■ REQUIRED WORK:
Every entry must be repeated exactly. Exclude all pictures.

Part of a data file
______

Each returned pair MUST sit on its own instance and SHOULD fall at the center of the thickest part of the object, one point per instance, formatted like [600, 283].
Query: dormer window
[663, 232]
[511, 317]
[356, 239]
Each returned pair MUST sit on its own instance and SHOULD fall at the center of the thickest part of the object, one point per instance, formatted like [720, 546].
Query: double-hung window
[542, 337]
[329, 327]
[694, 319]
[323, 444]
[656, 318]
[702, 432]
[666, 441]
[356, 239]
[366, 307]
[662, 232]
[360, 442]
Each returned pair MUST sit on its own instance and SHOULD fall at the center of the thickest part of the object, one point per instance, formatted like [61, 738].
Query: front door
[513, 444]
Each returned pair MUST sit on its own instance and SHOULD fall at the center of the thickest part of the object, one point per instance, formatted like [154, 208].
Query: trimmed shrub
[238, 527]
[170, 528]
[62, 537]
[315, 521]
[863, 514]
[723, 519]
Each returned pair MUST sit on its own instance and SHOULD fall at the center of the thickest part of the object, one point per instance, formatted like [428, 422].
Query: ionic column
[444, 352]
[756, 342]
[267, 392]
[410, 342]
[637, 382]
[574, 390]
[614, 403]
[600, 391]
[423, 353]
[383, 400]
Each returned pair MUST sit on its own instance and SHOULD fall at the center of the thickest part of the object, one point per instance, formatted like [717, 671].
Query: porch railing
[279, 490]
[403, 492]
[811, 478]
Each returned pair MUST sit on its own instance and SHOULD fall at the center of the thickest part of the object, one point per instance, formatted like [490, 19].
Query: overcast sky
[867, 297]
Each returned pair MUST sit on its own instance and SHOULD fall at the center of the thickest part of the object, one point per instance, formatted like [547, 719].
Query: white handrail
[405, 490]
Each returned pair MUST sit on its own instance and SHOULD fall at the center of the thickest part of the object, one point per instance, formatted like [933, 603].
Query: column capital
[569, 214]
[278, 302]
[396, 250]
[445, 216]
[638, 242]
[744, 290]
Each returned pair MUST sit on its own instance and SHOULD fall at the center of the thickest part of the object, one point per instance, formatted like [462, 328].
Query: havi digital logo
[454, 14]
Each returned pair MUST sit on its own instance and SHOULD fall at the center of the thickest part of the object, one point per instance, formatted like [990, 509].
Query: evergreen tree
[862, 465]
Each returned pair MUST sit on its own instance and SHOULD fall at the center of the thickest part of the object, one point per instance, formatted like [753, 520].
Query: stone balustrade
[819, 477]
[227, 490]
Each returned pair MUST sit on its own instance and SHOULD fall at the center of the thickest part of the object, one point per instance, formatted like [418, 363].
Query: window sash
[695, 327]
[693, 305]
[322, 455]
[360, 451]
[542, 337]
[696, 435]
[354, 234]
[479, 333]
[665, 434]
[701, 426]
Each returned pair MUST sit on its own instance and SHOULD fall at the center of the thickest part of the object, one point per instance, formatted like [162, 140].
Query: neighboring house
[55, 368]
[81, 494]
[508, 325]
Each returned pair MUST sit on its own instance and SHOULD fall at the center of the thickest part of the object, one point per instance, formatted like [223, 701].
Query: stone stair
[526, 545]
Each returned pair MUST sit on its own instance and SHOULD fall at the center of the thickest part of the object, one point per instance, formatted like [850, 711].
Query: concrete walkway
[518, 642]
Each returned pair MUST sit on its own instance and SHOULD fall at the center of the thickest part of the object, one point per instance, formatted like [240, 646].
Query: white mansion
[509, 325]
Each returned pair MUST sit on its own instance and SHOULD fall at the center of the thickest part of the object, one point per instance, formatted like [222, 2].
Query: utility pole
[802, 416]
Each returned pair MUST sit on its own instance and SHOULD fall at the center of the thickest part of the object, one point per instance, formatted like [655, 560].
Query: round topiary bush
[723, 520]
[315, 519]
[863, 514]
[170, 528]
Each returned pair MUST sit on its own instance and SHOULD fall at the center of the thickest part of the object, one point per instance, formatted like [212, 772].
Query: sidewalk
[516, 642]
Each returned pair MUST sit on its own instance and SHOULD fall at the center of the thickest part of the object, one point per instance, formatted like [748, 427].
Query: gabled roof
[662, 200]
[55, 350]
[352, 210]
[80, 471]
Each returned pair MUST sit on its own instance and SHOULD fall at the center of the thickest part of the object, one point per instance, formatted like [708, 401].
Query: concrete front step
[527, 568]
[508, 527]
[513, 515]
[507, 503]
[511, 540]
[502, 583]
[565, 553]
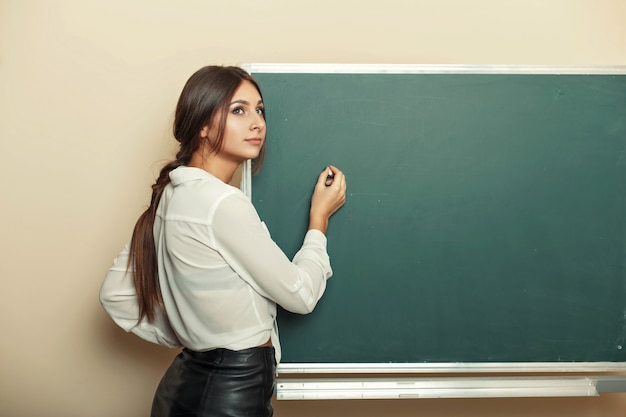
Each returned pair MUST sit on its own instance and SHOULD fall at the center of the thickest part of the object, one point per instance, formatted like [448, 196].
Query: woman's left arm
[245, 243]
[119, 299]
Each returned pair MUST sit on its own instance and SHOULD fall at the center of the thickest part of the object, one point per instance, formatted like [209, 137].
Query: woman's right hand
[328, 197]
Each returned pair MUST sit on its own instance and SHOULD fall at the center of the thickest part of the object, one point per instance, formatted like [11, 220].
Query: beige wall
[87, 90]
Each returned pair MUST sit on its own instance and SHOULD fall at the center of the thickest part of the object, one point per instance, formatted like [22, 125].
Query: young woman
[202, 271]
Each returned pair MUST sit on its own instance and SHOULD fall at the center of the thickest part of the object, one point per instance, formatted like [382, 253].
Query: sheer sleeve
[119, 299]
[245, 243]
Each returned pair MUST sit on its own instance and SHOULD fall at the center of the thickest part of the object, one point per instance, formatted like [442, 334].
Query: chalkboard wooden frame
[363, 368]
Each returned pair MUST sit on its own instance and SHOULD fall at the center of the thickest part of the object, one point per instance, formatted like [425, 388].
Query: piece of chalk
[329, 176]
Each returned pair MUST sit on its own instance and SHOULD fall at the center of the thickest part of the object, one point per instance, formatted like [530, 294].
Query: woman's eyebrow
[242, 101]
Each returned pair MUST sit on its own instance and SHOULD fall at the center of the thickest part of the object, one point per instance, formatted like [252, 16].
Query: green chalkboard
[485, 218]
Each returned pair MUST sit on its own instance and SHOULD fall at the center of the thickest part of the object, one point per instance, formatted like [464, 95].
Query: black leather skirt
[218, 383]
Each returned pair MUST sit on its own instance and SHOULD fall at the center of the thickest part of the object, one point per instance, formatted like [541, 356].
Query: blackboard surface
[485, 218]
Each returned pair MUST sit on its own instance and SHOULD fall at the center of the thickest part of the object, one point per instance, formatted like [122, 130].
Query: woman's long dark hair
[206, 94]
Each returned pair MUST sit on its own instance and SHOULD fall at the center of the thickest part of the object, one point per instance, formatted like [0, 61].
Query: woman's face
[244, 133]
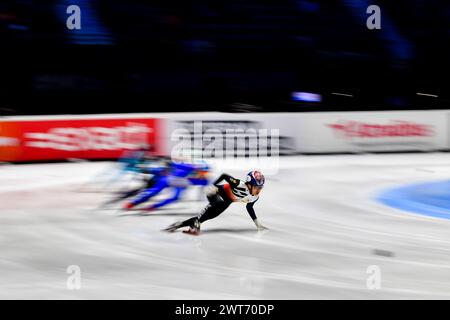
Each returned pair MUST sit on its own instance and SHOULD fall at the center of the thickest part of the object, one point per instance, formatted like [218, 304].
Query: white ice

______

■ RESULT OF THE TASK:
Each returned pair MUST sit on its own instance and SHOULD fall at the center of the thickest part of the object, one point per instance, formatted like [600, 283].
Query: dormer window
[663, 232]
[511, 317]
[356, 239]
Each returned pair MUST sit on its own instance and SHOULD fall at the center of the thickest part of the object, one point per instance, formatted like [720, 546].
Query: double-hung window
[542, 337]
[329, 327]
[694, 319]
[323, 444]
[656, 318]
[702, 432]
[666, 441]
[356, 239]
[366, 307]
[662, 232]
[360, 442]
Each returned pair MUST sit on its own instance and SHOULD fall at the center of the thickest part of the object, one point per instance, formatted like [61, 738].
Query: front door
[513, 444]
Each returned pair MUST sit on its own instance and SHOULD fall at the center of the thickest part of the object, one point per instance, formatted like [154, 208].
Query: trimmed shrub
[238, 527]
[170, 528]
[62, 537]
[315, 521]
[863, 514]
[723, 519]
Each returned pair MUST sit on its own instance and SHOULD fall at the center of the thickest part of the object, one point per instance, formatted like [428, 422].
Query: ionic column
[444, 352]
[756, 342]
[267, 392]
[410, 342]
[637, 382]
[574, 390]
[614, 403]
[600, 391]
[423, 353]
[383, 400]
Each returned pair MUST sit on its own instance and SHOULD fall at the center of the thickest part of the object, one point per instance, formatted like [717, 671].
Query: porch railing
[279, 490]
[403, 492]
[811, 478]
Each returned pair MUST sit on its own instance and SHOULD fall at the center of the thickest part of the object, one point per instance, formatted like [490, 19].
Query: overcast sky
[867, 297]
Each returned pair MUST sit on its own instance and SHOULD fall at the center of the thickest part of the object, one point per instance, formatted like [547, 719].
Query: white handrail
[405, 490]
Each returned pair MUST sit on its own instance and SHOULD fall at the center of the thickest part of the object, one point per instance, formatted like [933, 603].
Query: column capital
[569, 214]
[278, 302]
[396, 250]
[445, 216]
[638, 242]
[744, 290]
Each returned pair MUST sit on its own instance and SHOULD fall at the center of the thickest part of the object, one point per instance, formatted like [462, 328].
Query: havi digital logo
[454, 14]
Each returned pair MUST sit on its own instance and SHOULD fall at the center of the thickest part of the object, one point per instance, formatted like [990, 509].
Query: evergreen tree
[862, 465]
Each returned pair MUST sit on its own instance and SHOULD fall at the center of the thickest part of the object, one point per instance, formatted like [753, 520].
Query: stone balustrade
[819, 477]
[227, 490]
Each returned pair MUST sit on its own instance and SHOULD fall at the center of the thickest part of the object, one point per instance, formatted like [418, 363].
Query: window sash
[695, 327]
[693, 305]
[322, 455]
[360, 451]
[542, 337]
[696, 435]
[354, 234]
[479, 333]
[665, 434]
[701, 426]
Each returned pair MUST sit on its own instance and SHOULD fall at the center of the thickest part of the object, one point per instance, formatted like [162, 140].
Query: neighboring house
[55, 368]
[81, 494]
[508, 325]
Each returned pair MUST sit on its own instance and SHOULD fall at the center of the thickest part of the object, one point per instance, formatted like [223, 701].
Query: stone stair
[526, 545]
Each returned pair MUST sit on its own instance and SHOULD fall at the center of the thickest part of the object, one point per instance, formatted like [850, 711].
Query: concrete walkway
[518, 642]
Each returned pair MUST sit on its own instance and SHOULD fall at the center of the thickest part of the object, one point per instance, formatted like [240, 646].
Query: white mansion
[509, 325]
Each returned pair MUST sit on its own instance and SHOULD fall at the center of the thickest part of the object, one point per instance, formatted like [222, 2].
Query: utility pole
[802, 416]
Each returned pair MUST sit on its own instance and SHOULD fall at the center of the thickest part of the object, one point per instance, formatted like [655, 560].
Query: round topiary bush
[723, 520]
[315, 519]
[863, 514]
[170, 528]
Each returned pair MUST sit on its own instance and SHOULD fall at the center of the thickest part of the object, one point per instance, formatted like [212, 772].
Query: sidewalk
[516, 642]
Each returned pair MUST sit on its own instance and SHOULD fall at the center of the thickest part of the object, one point per instance, formatted like [748, 427].
Query: gabled roof
[662, 200]
[55, 350]
[352, 210]
[80, 471]
Each returned pair MUST sit on its own instance and SHOULD fall at the center of the thickest part of the object, one point per instance, formatted like [708, 401].
Query: concrete front step
[527, 568]
[508, 527]
[513, 515]
[507, 503]
[511, 540]
[502, 583]
[565, 553]
Each returned pair MUST sit on its own instance and SHOULD fall at the center of the thickest part of the object, one point per instance, formatted like [448, 196].
Query: woman's left arm
[245, 243]
[119, 299]
Each returned pair MUST sit on its own instance and SHOULD fall at the center of the thickest part of the object, one point per instance, formatted like [209, 137].
Query: woman's right hand
[328, 197]
Each returned pair MUST sit on its own instance and SHOULD fall at the center of the thickest part of the object, one point per instance, formatted like [11, 220].
Query: beige wall
[87, 90]
Each returned pair MUST sit on its own instance and SHOULD fall at the center of the thickest part of the object, one point per instance, formatted like [22, 125].
Query: young woman
[202, 271]
Each returned pair MUST sit on its own instance and SHOULD fall at the center of the thickest part of the object, one point per instance, formatted like [382, 253].
Query: sheer sleeve
[119, 299]
[245, 243]
Each returned pair MUST sit on its own instance and SHOULD fall at the center of the thickest part of the object, one point per instance, formatted like [442, 334].
Query: chalkboard wooden frame
[363, 368]
Each returned pair MUST sit on its own instance and SHOULD fall at the center of the thickest part of the object, one point per instance, formatted like [425, 388].
Query: piece of chalk
[329, 176]
Each returned pair MUST sit on its own instance and SHOULD fall at the center of the thickest part of the object, one point per instance, formatted like [530, 294].
Query: woman's eyebrow
[242, 101]
Each returned pair MUST sit on its own instance and SHOULD fall at the center of the thickest part of the object, one point per instance, formatted like [252, 16].
Query: green chalkboard
[485, 218]
Each returned pair MUST sit on its own instance and SHOULD fall at the center of the thickest part of the object, one point per instance, formatted like [464, 95].
Query: black leather skirt
[218, 383]
Each returned pair MUST sit on its own instance and SHOULD fall at the center of the thickest part of the object, one point per instance, formatted like [541, 356].
Query: blackboard surface
[485, 218]
Each returned pair MUST sit on its own instance and SHOULD fall at the center of the thickest part of the object, one point per instance, formatted like [122, 130].
Query: woman's long dark hair
[206, 94]
Each returned pair MUST sit on its own instance and SHOULD fall at the center of the thickest part of the object, one point per instance, formatted like [0, 61].
Query: woman's face
[244, 133]
Each returned pair MUST sit on its own instance and SHOULD fall at the center of the thickest part of the object, one point per instance, formatted like [218, 304].
Query: white ice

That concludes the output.